### What you have to do
Rename every "Objective" in the following lines to "Goal", and leave everything else unchanged.

### Records

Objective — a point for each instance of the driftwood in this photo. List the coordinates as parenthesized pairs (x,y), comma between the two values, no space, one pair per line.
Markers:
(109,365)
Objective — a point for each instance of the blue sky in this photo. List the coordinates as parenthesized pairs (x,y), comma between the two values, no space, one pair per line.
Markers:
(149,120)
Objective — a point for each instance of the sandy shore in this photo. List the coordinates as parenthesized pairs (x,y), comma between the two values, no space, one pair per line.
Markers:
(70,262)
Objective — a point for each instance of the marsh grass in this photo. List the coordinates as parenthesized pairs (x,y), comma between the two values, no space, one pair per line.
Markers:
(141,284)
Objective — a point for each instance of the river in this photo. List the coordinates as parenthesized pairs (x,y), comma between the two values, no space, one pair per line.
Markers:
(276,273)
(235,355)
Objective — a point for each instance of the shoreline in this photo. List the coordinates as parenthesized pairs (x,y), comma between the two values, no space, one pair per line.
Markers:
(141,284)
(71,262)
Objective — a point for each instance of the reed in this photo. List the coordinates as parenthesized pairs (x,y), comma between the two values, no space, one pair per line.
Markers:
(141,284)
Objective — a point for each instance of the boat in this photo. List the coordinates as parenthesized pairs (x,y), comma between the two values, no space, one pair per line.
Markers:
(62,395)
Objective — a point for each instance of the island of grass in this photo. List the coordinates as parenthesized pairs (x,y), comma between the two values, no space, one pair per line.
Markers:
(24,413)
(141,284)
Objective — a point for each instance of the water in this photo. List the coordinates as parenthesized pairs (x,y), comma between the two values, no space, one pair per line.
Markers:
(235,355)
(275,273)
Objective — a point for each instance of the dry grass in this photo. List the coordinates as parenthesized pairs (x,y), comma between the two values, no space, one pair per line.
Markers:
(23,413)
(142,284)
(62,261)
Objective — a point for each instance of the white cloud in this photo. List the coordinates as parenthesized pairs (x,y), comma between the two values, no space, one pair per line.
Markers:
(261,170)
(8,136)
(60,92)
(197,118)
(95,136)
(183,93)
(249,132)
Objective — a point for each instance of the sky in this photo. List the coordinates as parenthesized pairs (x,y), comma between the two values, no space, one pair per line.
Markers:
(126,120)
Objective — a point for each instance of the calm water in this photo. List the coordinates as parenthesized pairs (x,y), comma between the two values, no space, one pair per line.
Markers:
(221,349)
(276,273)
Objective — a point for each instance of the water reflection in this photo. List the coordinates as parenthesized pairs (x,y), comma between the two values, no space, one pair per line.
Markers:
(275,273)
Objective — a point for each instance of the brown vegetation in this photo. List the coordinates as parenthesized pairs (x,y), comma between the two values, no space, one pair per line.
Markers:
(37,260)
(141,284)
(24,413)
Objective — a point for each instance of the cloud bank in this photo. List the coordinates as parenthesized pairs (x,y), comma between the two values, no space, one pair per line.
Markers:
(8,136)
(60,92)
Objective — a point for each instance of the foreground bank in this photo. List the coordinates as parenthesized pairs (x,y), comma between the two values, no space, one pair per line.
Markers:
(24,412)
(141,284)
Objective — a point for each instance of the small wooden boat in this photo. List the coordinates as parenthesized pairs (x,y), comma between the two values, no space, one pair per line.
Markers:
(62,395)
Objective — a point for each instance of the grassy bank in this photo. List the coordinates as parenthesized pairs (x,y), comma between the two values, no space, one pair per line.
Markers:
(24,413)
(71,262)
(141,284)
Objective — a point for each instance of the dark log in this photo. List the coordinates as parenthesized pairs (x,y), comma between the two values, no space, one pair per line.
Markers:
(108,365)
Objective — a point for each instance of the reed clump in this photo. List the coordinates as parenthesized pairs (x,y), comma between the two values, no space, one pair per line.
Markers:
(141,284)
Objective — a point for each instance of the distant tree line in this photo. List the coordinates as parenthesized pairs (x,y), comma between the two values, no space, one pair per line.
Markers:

### Expected answer
Goal — a point for each instance of the driftwood in this photo. List the coordinates as parenthesized pairs (x,y), comma between the two values, no space, one pair per line.
Markers:
(109,365)
Goal — a point for each instance of the blue sky in this photo. List the coordinates as parenthesized pairs (x,y), comma between the two values, no space, one pair per line.
Markers:
(149,120)
Goal — a point for each instance of the sandy shore in this photo. List the coordinates as parenthesized pairs (x,y), comma between the two values, no space, one pair per line.
Markers:
(70,262)
Goal — a point for each instance of the marsh grass in this photo. List the coordinates as parenthesized pairs (x,y), comma between the two values, no space, one pair per line.
Markers:
(141,284)
Goal — a point for each instance of the river in this photo. List the coordinates as parenthesized pairs (x,y), comma between the two values, no space, one pair per line.
Markers:
(276,273)
(235,355)
Goal — a point for each instance of the shoreline in this photo. List the coordinates as parenthesized pairs (x,y), comma between the two values, no space, one pair per line.
Markers:
(141,284)
(71,262)
Goal — a point for each instance of the reed in this photo. List the coordinates as parenthesized pairs (x,y), comma between the two values, no space, one pair per line.
Markers:
(141,284)
Goal — a point for each instance of the boat in this photo. List the coordinates as parenthesized pairs (x,y), comma between the two values, no space, one pair per line.
Markers:
(62,395)
Goal — a point for each instance of the island of grass in this photo. List the coordinates as parenthesized pairs (x,y), comma between the two values, no space, one pair per line.
Markers:
(24,413)
(141,284)
Goal — a point for each instance of the water in this photo. List the coordinates as parenthesized pairs (x,y), comma between the two values, no space, one pair per line.
Markers:
(235,355)
(275,273)
Goal — a point for each instance of the dry grass in this photo. List the coordinates as parenthesized pairs (x,y), comma between the two values, no space, one pair per line.
Markers:
(23,413)
(142,284)
(62,261)
Goal — a point for each instance of the white cloud in this photo. List the coordinates as parenthesized pairs (x,y), comma between the two values, no space, one pair per line.
Markers:
(261,170)
(8,136)
(60,92)
(197,118)
(95,136)
(183,93)
(249,132)
Goal — a point for each instance of the sky in this photo. List the coordinates as parenthesized pairs (x,y), comma between the two values, no space, one pair per line.
Markers:
(126,120)
Goal — a point for each instance of the calm water in this photo. List the coordinates as parenthesized pairs (x,y), comma between the two values, no space, one pair per line.
Markers:
(221,349)
(276,273)
Goal — a point for each instance of the water reflection in this photo. List the coordinates as parenthesized pairs (x,y), comma between the two values, no space, one pair per line.
Markers:
(275,273)
Goal — a point for each instance of the brown vegetation in this photo. List the coordinates as parenthesized pairs (x,y), comma between the two values, no space, one pair per line.
Markers:
(37,260)
(141,284)
(24,413)
Goal — a point for each instance of the cloud bank in this photo. List the coordinates as parenthesized pairs (x,y), comma between the two values, no space, one pair per line.
Markers:
(8,136)
(60,92)
Goal — a point for each instance of the foreground bank in this photo. List the coordinates as parenthesized pairs (x,y), comma between the two values, no space, one pair per line.
Markers:
(24,412)
(141,284)
Goal — a point for each instance of the small wooden boat in this photo. List the coordinates as parenthesized pairs (x,y), comma between the two values, no space, one pair per line.
Markers:
(62,395)
Goal — a point for each instance of the grassy bank in this photo. List the coordinates as parenthesized pairs (x,y), comma between the two values, no space, one pair per line.
Markers:
(24,413)
(71,262)
(141,284)
Goal — a point for each instance of the dark log in this photo. List the coordinates as parenthesized pairs (x,y), comma between the two values, no space, one pair per line.
Markers:
(108,365)
Goal — a point for each instance of the reed clump in this photo. List the coordinates as parenthesized pairs (x,y), comma between the two values, no space, one pair per line.
Markers:
(141,284)
Goal — a point for each instance of the distant tree line in this photo. List the coordinates as parenthesized pairs (x,y), comma between the two values, no space, one pair per line.
Markers:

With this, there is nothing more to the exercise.